One Supreme Court Justice mentioned this issue in his dissenting opinion:
More than half firearm deaths are suicides
ATLANTA, Georgia, (AP) -- The Supreme Court's landmark ruling on gun ownership last week focused on citizens' ability to defend themselves from intruders in their homes. But research shows that surprisingly often, gun owners use the weapons on themselves.
Suicides accounted for 55 percent of the nation's nearly 31,000 firearm deaths in 2005, the most recent year for which statistics are available from the Centers for Disease Control and Prevention.
There was nothing unique about that year -- gun-related suicides have outnumbered firearm homicides and accidents for 20 of the last 25 years. In 2005, homicides accounted for 40 percent of gun deaths. Accidents accounted for 3 percent. The remaining 2 percent included legal killings, such as when police do the shooting, and cases that involve undetermined intent.........
The high court's majority opinion made no mention of suicide. But in a dissenting opinion, Justice Stephen Breyer used the word 14 times in voicing concern about the impact of striking down the handgun ban.
"If a resident has a handgun in the home that he can use for self-defense, then he has a handgun in the home that he can use to commit suicide or engage in acts of domestic violence," Breyer wrote.
CNN is running this story today ( I am home in Vancouver now:
Major provisions of Texas' Castle Law which they altered this year to take out the requirement of the home owner to retreat if possible. This made the law consistent with the reality that no Grand Jury would indict shooters like the one featured in this CNN story today:
Neighbor fights back
One Texas case in particular has attracted national attention, in part because of the circumstances: It was a neighbor, not the homeowner, confronting and killing a pair of burglars Nov. 14. I just heard the tape on 911 and he shot these two guys in the back - shot 3 times. He was not indicted by the Texas Grand Jury today.
And the neighbor mentioned in a 911 call that a new law gave him the right to protect himself if he confronted the burglars.
The 61-year-old Pasadena man, Joe Horn, told the police operator: "The laws have been changed in this country since September the first, and you know it."
"You're going to get yourself shot," the operator warned.
"You want to make a bet?" Mr. Horn said. "I'll kill them. They're getting away!"
"That's OK. Property's not worth killing someone over, OK?" the operator said. "Don't go out of the house. Don't be shooting nobody."
The burglars emerged from the house, carrying "a bag of loot," Mr. Horn said.
"Which way are they going?" the operator asked.
"I can't ... I'm going outside, then I'll find out," Mr. Horn said.
"No, I don't want you going outside," the operator said.
"Well, here it goes, buddy," Mr. Horn replied.
Seconds later, Mr. Horn can be heard saying, "Move, you're dead," followed by two shots and then a third.
"I had no choice," Mr. Horn said in a second 911 call. "They came in the front yard with me, man."
Was the castle law designed to cover those circumstances?

YOUR TASKS:
a. Summarize the passage on guns in two sentences.
b. Answer these questions from the passage on guns:
(i) What percent of gun deaths in 2005 were homicides?
(ii) How many times did Justice Stephen Breyer use the word "suicide" in his dissenting opinion?
(iii) How old was Joe Horn?

Saved entries:
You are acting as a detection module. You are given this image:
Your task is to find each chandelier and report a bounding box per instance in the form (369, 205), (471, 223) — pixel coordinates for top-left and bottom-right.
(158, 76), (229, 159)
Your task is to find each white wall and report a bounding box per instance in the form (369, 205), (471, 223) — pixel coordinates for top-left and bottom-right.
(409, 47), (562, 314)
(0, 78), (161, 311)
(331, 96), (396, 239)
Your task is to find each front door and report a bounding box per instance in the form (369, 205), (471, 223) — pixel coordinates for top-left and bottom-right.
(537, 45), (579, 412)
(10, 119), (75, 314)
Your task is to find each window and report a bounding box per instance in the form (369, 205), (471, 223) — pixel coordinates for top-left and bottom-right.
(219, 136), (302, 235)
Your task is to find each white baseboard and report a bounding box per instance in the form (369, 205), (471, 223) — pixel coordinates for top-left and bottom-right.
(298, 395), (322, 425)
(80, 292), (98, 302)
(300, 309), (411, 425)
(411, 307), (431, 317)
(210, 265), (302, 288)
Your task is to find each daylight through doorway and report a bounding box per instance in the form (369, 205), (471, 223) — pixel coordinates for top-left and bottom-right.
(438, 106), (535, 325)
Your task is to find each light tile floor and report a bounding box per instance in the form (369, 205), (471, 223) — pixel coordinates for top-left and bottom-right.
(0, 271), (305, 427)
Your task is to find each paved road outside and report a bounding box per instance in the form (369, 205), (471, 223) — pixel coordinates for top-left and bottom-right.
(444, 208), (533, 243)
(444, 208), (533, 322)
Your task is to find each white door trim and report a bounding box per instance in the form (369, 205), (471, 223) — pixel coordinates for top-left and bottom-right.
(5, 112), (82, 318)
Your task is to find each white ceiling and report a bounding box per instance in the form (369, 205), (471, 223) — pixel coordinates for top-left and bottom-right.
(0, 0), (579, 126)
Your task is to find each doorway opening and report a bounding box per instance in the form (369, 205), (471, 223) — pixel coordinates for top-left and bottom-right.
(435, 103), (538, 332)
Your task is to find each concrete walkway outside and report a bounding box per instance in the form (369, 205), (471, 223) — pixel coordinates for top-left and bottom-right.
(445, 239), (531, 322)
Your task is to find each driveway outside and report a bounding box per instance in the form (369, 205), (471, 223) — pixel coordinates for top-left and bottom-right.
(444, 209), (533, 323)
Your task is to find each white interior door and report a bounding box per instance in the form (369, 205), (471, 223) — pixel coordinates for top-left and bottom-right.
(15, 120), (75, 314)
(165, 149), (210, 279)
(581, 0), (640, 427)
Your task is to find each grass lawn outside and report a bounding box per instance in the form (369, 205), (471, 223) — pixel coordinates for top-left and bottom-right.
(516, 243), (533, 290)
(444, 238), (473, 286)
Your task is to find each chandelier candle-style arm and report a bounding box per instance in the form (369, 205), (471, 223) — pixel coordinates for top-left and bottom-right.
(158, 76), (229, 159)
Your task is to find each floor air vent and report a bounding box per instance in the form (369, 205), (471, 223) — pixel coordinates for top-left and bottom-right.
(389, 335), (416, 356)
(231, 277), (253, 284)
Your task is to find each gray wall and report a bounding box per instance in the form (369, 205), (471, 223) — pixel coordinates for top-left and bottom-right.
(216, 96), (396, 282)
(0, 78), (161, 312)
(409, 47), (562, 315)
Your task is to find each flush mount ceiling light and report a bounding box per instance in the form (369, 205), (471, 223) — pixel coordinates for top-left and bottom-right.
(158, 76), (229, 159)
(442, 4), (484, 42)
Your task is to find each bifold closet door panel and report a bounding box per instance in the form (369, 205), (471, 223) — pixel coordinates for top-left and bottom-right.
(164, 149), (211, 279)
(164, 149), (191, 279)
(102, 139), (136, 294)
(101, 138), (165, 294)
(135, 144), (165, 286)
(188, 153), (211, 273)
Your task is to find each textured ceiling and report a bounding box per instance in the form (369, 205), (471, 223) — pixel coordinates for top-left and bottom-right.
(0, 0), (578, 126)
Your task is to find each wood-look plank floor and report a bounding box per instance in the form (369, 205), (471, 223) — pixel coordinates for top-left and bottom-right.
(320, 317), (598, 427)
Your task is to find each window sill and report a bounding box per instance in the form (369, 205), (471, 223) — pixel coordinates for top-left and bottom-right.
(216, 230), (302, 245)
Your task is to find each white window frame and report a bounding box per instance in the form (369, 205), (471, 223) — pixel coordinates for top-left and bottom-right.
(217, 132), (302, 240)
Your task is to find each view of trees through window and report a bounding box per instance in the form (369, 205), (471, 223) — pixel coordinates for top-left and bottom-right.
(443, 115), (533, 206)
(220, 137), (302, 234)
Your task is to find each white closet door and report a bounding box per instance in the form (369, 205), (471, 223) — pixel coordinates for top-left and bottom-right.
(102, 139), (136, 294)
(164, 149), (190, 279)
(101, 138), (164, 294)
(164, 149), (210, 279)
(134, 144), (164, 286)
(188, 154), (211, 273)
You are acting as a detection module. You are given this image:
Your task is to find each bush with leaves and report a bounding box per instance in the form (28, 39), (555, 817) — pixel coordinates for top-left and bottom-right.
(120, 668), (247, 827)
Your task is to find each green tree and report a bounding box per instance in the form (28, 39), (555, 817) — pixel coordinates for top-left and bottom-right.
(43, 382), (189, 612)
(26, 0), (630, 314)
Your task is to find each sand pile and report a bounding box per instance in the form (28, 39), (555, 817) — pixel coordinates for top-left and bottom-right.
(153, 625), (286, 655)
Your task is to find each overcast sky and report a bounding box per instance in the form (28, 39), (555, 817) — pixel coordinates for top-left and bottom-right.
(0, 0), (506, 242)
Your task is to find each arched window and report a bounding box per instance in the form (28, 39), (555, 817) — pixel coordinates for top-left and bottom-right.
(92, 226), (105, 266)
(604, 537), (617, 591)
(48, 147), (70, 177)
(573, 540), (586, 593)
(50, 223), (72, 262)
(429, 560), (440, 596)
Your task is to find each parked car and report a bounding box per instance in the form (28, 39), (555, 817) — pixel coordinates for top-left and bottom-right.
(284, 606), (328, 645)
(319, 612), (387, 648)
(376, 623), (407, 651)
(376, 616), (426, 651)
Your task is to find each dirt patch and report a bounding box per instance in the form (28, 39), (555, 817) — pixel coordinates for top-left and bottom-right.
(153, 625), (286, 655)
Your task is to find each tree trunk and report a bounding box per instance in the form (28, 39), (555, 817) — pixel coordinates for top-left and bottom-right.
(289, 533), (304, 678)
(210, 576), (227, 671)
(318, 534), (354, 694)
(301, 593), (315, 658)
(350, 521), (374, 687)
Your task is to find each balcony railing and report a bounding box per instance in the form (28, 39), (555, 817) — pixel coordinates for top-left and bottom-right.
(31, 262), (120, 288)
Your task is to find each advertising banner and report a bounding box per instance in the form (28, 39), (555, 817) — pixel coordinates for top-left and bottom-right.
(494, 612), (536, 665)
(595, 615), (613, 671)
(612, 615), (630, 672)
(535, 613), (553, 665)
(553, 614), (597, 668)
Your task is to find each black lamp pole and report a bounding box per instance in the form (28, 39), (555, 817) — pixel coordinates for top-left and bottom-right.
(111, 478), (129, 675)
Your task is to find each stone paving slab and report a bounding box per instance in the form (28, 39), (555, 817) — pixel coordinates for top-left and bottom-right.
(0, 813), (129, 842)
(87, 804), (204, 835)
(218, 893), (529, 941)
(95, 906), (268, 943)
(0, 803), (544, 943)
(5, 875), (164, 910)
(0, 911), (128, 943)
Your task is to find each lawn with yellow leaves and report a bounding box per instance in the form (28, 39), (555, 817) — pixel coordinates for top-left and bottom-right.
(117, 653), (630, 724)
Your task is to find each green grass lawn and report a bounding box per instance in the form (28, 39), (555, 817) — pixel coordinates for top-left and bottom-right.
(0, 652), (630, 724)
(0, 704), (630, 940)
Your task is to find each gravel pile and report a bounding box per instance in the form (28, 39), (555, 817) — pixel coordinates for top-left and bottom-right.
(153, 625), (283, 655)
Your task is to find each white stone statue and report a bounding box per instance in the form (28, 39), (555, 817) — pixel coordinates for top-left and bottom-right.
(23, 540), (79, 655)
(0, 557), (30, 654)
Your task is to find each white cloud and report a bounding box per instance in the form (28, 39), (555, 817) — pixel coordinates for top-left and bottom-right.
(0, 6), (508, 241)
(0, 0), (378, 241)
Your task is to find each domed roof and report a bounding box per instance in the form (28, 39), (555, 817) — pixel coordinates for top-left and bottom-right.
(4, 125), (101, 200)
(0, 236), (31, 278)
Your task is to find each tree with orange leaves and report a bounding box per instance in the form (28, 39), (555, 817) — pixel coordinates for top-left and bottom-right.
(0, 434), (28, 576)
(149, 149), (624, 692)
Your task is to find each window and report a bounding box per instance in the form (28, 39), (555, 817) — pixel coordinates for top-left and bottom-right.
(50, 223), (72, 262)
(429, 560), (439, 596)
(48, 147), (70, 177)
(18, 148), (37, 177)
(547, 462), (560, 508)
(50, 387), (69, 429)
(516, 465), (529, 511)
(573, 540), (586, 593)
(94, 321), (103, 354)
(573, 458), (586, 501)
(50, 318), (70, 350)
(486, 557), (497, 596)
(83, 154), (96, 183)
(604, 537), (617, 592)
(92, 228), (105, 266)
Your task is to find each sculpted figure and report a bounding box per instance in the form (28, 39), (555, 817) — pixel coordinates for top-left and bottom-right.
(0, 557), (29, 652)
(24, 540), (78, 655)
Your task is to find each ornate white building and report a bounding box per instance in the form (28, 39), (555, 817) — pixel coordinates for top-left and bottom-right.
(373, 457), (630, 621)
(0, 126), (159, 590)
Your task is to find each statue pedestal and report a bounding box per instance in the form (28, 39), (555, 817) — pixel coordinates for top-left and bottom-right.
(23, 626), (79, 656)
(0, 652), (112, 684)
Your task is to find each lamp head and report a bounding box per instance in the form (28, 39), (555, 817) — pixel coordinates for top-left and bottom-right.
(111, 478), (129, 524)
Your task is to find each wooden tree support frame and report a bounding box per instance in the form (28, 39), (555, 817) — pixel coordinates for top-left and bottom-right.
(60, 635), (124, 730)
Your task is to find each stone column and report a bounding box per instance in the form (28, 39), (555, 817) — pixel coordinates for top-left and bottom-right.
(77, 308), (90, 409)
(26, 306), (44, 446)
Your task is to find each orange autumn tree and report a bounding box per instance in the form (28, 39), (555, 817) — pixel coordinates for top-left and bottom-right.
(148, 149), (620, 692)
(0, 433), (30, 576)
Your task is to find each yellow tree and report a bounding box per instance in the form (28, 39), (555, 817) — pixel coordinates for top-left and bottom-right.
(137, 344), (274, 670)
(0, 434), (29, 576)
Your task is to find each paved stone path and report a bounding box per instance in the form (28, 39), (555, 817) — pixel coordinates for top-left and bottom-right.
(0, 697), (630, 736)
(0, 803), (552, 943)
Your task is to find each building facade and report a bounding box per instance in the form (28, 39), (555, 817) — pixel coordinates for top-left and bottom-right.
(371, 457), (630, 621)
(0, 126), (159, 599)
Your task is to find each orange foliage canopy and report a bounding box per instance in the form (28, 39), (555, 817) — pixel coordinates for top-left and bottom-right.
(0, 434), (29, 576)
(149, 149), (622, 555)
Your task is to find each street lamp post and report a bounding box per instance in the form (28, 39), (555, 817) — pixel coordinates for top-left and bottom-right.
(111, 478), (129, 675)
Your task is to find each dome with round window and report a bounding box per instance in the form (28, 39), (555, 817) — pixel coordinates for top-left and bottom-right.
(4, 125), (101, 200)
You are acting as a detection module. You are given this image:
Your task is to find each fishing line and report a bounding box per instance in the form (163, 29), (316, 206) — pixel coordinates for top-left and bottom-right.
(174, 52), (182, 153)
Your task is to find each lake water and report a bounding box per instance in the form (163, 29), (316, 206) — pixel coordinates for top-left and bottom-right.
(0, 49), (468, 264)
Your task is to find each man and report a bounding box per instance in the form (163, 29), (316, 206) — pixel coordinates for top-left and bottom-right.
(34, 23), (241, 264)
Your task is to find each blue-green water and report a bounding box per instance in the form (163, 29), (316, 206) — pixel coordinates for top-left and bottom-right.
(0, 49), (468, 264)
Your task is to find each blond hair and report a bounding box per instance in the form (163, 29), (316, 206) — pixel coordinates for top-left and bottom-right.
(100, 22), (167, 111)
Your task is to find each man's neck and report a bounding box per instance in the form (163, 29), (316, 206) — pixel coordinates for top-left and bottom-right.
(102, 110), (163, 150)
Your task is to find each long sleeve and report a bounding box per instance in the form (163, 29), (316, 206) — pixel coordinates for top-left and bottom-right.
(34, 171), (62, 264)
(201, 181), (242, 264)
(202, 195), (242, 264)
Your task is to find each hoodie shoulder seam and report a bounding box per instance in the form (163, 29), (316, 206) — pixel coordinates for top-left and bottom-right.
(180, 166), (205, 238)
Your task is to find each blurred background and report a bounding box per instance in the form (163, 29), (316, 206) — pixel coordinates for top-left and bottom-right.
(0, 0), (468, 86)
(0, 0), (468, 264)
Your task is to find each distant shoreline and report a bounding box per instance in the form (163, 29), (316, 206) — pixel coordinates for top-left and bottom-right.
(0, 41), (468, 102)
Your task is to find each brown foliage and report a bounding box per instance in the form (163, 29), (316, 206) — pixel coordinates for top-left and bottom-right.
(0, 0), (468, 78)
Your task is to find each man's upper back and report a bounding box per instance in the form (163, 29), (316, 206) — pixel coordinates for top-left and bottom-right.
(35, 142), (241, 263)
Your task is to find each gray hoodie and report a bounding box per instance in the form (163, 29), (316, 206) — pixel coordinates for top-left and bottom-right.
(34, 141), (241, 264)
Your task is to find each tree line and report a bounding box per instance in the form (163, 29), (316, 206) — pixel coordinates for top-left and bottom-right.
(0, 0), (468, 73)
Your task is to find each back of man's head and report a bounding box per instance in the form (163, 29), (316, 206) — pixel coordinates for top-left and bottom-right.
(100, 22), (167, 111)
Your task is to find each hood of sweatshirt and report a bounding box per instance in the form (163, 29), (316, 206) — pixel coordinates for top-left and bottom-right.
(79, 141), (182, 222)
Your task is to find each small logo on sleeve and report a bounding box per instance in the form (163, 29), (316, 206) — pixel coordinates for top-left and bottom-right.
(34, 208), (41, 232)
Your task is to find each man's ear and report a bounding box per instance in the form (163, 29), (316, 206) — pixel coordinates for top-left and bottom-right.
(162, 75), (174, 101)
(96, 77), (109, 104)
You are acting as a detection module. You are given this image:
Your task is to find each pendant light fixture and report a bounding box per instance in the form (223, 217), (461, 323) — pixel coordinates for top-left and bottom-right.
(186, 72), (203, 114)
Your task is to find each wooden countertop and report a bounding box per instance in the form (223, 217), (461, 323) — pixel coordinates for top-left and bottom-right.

ANSWERS TO THIS EXERCISE:
a. Suicides made up 55 percent of the nation's nearly 31,000 firearm deaths in 2005, and while the Supreme Court's majority opinion did not mention suicide, Justice Stephen Breyer used the word 14 times in his dissent. The passage also describes a Texas case in which Joe Horn, a neighbor rather than the homeowner, shot two burglars after a 911 operator told him not to go outside, and a grand jury did not indict him.

b.
(i) 40 percent
(ii) 14 times
(iii) 61